▶ _Directive_
Identify every line below that contains the string "Query", treating uppercase and lowercase as different, and copy each such line in full.

▶ _Records to process_

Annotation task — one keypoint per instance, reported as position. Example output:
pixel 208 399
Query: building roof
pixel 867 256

---

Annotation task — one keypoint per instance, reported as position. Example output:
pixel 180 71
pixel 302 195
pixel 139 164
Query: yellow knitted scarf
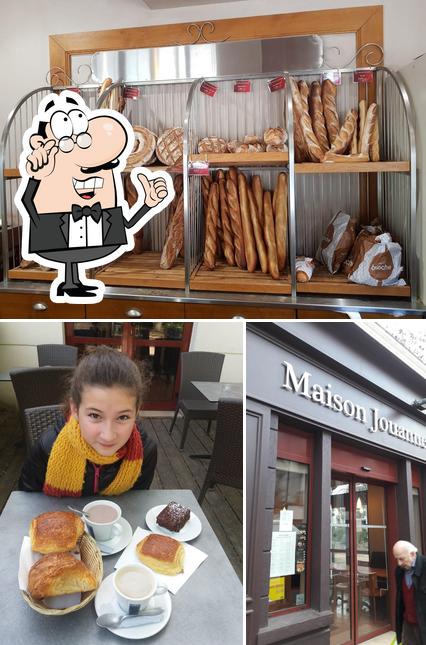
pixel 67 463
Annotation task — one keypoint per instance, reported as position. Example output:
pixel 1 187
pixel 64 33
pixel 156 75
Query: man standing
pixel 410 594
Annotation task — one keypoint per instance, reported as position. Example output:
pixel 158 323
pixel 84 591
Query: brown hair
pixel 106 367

==

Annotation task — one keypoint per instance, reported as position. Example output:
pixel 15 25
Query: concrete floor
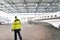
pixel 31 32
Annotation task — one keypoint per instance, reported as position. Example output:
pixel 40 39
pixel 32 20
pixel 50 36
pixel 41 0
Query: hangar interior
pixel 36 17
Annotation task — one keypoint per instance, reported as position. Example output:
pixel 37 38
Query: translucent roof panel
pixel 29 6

▶ _Final answer_
Query: building roof
Query: yellow knitted scarf
Query: man standing
Query: brown hair
Query: concrete floor
Query: hangar interior
Query: translucent roof panel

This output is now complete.